--- START Task data ---
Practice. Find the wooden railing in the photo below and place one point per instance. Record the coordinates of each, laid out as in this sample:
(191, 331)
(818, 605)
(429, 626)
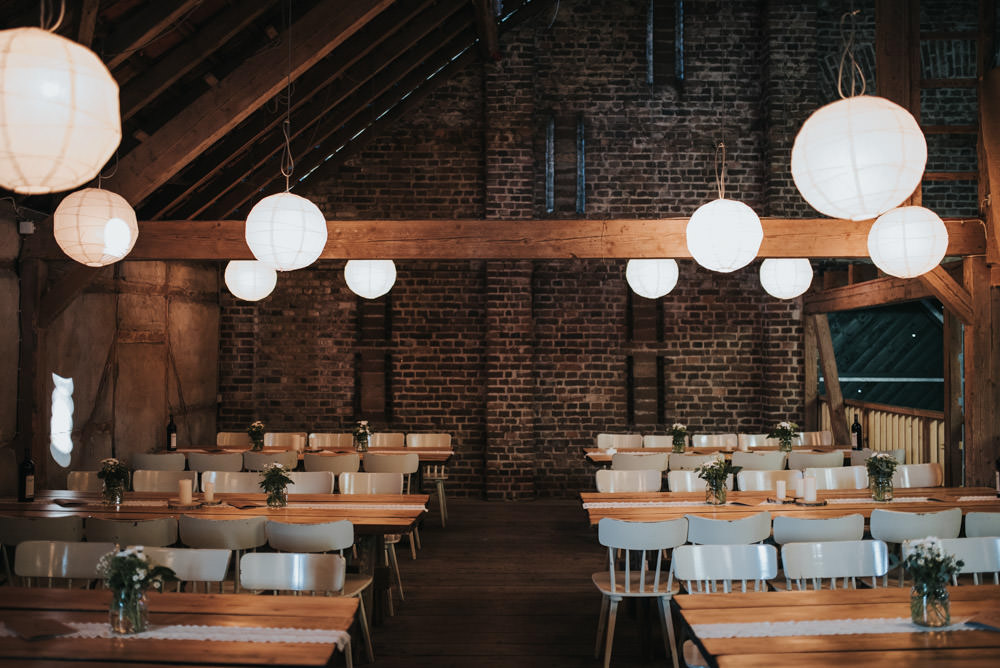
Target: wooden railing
(884, 427)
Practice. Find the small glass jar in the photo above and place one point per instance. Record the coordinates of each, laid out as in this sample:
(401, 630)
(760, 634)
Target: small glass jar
(930, 605)
(128, 613)
(881, 488)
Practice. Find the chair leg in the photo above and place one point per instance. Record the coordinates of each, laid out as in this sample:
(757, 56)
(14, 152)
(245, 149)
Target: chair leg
(612, 618)
(600, 626)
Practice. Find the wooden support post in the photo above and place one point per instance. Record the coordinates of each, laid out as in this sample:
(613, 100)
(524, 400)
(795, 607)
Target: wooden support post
(838, 416)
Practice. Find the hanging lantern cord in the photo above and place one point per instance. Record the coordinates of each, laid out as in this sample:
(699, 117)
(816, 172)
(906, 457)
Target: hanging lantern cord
(847, 56)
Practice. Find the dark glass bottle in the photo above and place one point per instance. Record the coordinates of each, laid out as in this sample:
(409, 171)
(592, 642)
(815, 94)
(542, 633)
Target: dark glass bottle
(171, 434)
(26, 479)
(856, 441)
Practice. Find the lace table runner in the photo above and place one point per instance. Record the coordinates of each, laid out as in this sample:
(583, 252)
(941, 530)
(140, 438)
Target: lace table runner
(204, 632)
(826, 627)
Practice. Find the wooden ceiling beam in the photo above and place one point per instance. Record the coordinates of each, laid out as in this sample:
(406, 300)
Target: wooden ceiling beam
(246, 89)
(528, 240)
(169, 69)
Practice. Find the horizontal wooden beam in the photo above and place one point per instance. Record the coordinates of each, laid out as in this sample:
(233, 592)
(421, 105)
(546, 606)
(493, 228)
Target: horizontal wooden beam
(509, 239)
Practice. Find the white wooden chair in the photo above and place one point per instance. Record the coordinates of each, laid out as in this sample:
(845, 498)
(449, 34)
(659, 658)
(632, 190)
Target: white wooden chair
(803, 530)
(846, 560)
(840, 477)
(722, 441)
(162, 481)
(746, 530)
(236, 535)
(633, 461)
(808, 460)
(977, 524)
(156, 532)
(760, 461)
(688, 481)
(285, 571)
(643, 544)
(605, 441)
(918, 475)
(159, 461)
(628, 481)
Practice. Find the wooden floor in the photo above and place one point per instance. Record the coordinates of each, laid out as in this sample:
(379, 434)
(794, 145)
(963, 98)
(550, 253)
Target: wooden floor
(505, 585)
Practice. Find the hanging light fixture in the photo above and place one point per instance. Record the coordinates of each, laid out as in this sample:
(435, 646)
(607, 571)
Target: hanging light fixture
(651, 278)
(95, 227)
(59, 113)
(370, 278)
(860, 156)
(907, 241)
(250, 280)
(785, 278)
(286, 231)
(724, 235)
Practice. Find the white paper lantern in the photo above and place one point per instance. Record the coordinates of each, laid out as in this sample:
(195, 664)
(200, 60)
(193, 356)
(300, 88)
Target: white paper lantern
(724, 235)
(858, 157)
(286, 232)
(785, 278)
(250, 280)
(908, 241)
(95, 227)
(651, 278)
(370, 278)
(59, 113)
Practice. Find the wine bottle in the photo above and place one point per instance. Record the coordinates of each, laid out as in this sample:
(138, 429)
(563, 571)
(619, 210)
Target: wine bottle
(856, 441)
(171, 434)
(26, 479)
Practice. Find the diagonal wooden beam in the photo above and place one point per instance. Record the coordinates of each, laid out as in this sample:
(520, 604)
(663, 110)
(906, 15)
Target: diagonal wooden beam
(954, 297)
(169, 69)
(246, 89)
(139, 30)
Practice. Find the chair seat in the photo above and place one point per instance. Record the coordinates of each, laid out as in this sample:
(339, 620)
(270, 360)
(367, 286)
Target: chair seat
(602, 580)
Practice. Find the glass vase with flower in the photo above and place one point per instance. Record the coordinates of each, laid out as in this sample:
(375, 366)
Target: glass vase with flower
(931, 569)
(128, 574)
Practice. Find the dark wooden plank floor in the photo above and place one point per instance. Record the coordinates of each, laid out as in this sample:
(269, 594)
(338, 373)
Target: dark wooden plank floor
(505, 585)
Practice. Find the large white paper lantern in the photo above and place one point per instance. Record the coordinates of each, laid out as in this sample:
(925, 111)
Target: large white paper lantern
(286, 232)
(785, 278)
(95, 227)
(858, 157)
(370, 278)
(724, 235)
(59, 113)
(250, 280)
(908, 241)
(651, 278)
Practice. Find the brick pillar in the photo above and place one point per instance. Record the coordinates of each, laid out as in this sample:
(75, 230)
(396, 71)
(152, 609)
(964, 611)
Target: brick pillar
(509, 178)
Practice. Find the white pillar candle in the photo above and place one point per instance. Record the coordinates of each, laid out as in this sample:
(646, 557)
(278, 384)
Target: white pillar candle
(184, 491)
(810, 488)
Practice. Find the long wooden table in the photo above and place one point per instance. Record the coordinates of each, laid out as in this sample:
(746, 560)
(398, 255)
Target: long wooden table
(968, 648)
(219, 610)
(641, 506)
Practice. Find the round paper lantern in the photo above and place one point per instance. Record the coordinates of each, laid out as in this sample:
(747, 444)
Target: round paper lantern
(95, 227)
(250, 280)
(724, 235)
(907, 241)
(370, 278)
(651, 278)
(286, 232)
(858, 157)
(785, 278)
(59, 113)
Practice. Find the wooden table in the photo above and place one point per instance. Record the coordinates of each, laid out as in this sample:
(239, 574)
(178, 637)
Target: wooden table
(742, 504)
(965, 648)
(223, 610)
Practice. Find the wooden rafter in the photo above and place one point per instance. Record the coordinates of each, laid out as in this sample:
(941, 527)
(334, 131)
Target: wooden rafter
(246, 89)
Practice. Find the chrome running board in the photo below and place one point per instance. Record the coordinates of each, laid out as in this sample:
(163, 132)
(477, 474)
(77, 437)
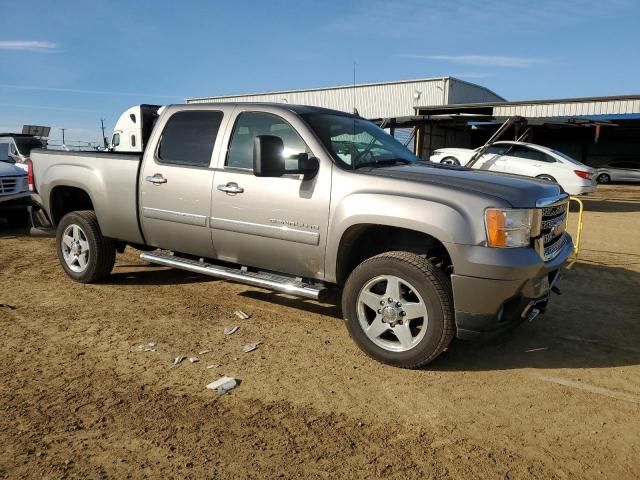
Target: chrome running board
(271, 281)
--- END Task data ---
What is being asked – Omit every picture, then reproduce the rest of the listing exactly.

Output –
Practice. Find the wooden railing in the photo below and place one point per instance. Record the coordinates of each, laid out as in this sample:
(191, 331)
(818, 605)
(429, 626)
Target: wooden railing
(884, 427)
Practice. Find the small glass jar in the photo above and place one point per instance. Record the coordinates of each, laid out as in this sample:
(401, 630)
(760, 634)
Target: small glass jar
(930, 605)
(128, 613)
(881, 488)
Practice. Find the chair leg in the photo above and place one point per instance. Record the coordinates of each, laid out as in this sample:
(757, 56)
(14, 152)
(245, 149)
Target: chair leg
(612, 618)
(600, 626)
Practice. Find the wooden support post in the photo above and place one point per instance. Record the coordinates of each, laid out as in this sample:
(613, 100)
(524, 400)
(795, 607)
Target: wooden support post
(838, 416)
Practice. Find the hanging lantern cord in the photo above and place one point per instance. Record the coordinates of each, laid out as in this sample:
(699, 117)
(816, 172)
(906, 457)
Target: hanging lantern cord
(847, 56)
Practice. Find the dark glass bottle in the photo above and place one point per instance. Record the coordinates of each, laid out as in this sample:
(409, 171)
(592, 642)
(815, 94)
(542, 633)
Target: dark glass bottle
(171, 434)
(26, 479)
(856, 441)
Practice. Find the lace table runner in the photo above and place one point per instance. Record the coordinates of each, laid out as in this sample:
(583, 252)
(941, 530)
(140, 438)
Target: lace table runner
(204, 632)
(826, 627)
Practice. Find the wooden ceiling beam in the photo above and place one point per instance. Record the coordinates of each, laid out as in this sample:
(406, 300)
Target: wooden ceiling beam
(246, 89)
(528, 240)
(169, 69)
Practice. Find the horizontal wooden beam in the photo above and place one point per instance. Record the coordinates of each, laid out as in this sample:
(233, 592)
(421, 105)
(546, 606)
(493, 228)
Target: horizontal wooden beam
(509, 239)
Practice. Find the white wooden chair in the photo above and place one point per instance. Record the coordinates of each, laid out as in this sample:
(845, 498)
(449, 34)
(659, 658)
(632, 190)
Target: white wooden chair
(803, 530)
(846, 560)
(840, 477)
(722, 441)
(162, 481)
(746, 530)
(236, 535)
(633, 461)
(808, 460)
(977, 524)
(156, 532)
(760, 461)
(688, 481)
(285, 571)
(643, 544)
(605, 441)
(918, 475)
(159, 461)
(628, 481)
Practice. Find the wooden floor in the photo above and place one point per instance. Record the coordinates of each, laid out as in this sample:
(379, 434)
(794, 145)
(963, 98)
(550, 253)
Target: wooden floor
(505, 585)
Practice. Find the hanging light fixture in the photo above and place one point per instance. Record the coordinates of each, laid out as in this sample:
(435, 646)
(607, 571)
Target: hanging light fixture
(651, 278)
(95, 227)
(59, 113)
(370, 278)
(860, 156)
(907, 241)
(250, 280)
(785, 278)
(286, 231)
(724, 235)
Practice. Find the white paper lantern in the photo above and place one point per instance. Record the coordinates of each, laid out as in this sample:
(195, 664)
(200, 60)
(193, 356)
(300, 88)
Target: white paper lantern
(724, 235)
(858, 157)
(286, 232)
(785, 278)
(250, 280)
(908, 241)
(95, 227)
(651, 278)
(370, 278)
(59, 113)
Practice. Find the wine bottle in the photo above and place one point per instance. Record the coordinates of each, laid out as in this sample:
(138, 429)
(563, 571)
(619, 210)
Target: wine bottle
(856, 441)
(171, 434)
(26, 479)
Practice. Find the diagonal wooden beam in the photo above and place one point per instance. Record the coordinates of each, laid out as in this sample:
(520, 604)
(663, 110)
(906, 15)
Target: diagonal wooden beam
(954, 297)
(169, 69)
(246, 89)
(139, 30)
Practice. Find the chair seat in the photo above and place one point per instance. Record the coordinates of each, laid out as in this sample:
(339, 620)
(270, 360)
(367, 286)
Target: chair seat
(602, 580)
Practice. Find the glass vase with flower in the photo above and place one point per instance. Record the coordinates of each, laid out as in this sample:
(375, 366)
Target: glass vase with flower
(931, 569)
(128, 574)
Practice. Find the dark wooden plank floor in the photo above and place one point per instance. Record the coordinates of each, laid out as in this sample:
(269, 594)
(338, 373)
Target: dark wooden plank floor
(505, 585)
Practice. Find the large white paper lantern in the photo above and place one point per instance. Record the coordinates of each, laid out as in this sample:
(925, 111)
Target: large white paper lantern
(286, 232)
(785, 278)
(95, 227)
(858, 157)
(370, 278)
(724, 235)
(59, 113)
(250, 280)
(908, 241)
(651, 278)
Practice. Find the brick pillar in the photo above and place one point per instance. Record the coordinates of each, laid out as in this sample:
(75, 230)
(396, 71)
(152, 609)
(964, 611)
Target: brick pillar
(509, 178)
Practice. Find the white pillar candle in the photo above and place one point per instance. Record the coordinates of each, laid out as in this sample:
(646, 557)
(278, 384)
Target: white pillar candle
(184, 491)
(810, 488)
Practice. Find the long wooden table in the photo above and place one point per instance. Record the coordinates of each, laid out as in this sample:
(746, 560)
(398, 255)
Target: long wooden table
(968, 648)
(219, 610)
(641, 506)
Practice. Find the round paper lantern in the photo above and place one point per instance. Record the coordinates of each, laid out as in this sample:
(747, 444)
Target: round paper lantern
(95, 227)
(250, 280)
(724, 235)
(907, 241)
(370, 278)
(651, 278)
(286, 232)
(858, 157)
(785, 278)
(59, 113)
Practice. Find the wooden table in the photo above and place one point per instance. Record the coordinates of each, laid out as in this sample:
(239, 574)
(178, 637)
Target: wooden table
(742, 504)
(965, 648)
(223, 610)
Practice. Find the wooden rafter in the photo above and place one point per instance. Record the coordinates of each, laid out as in this sample:
(941, 527)
(334, 131)
Target: wooden rafter
(246, 89)
Practice. Find the chrome running board in the photo below and place one point per instance. Record the coordinates of each, laid out as in this sample:
(163, 132)
(477, 474)
(77, 437)
Target: chrome running board
(271, 281)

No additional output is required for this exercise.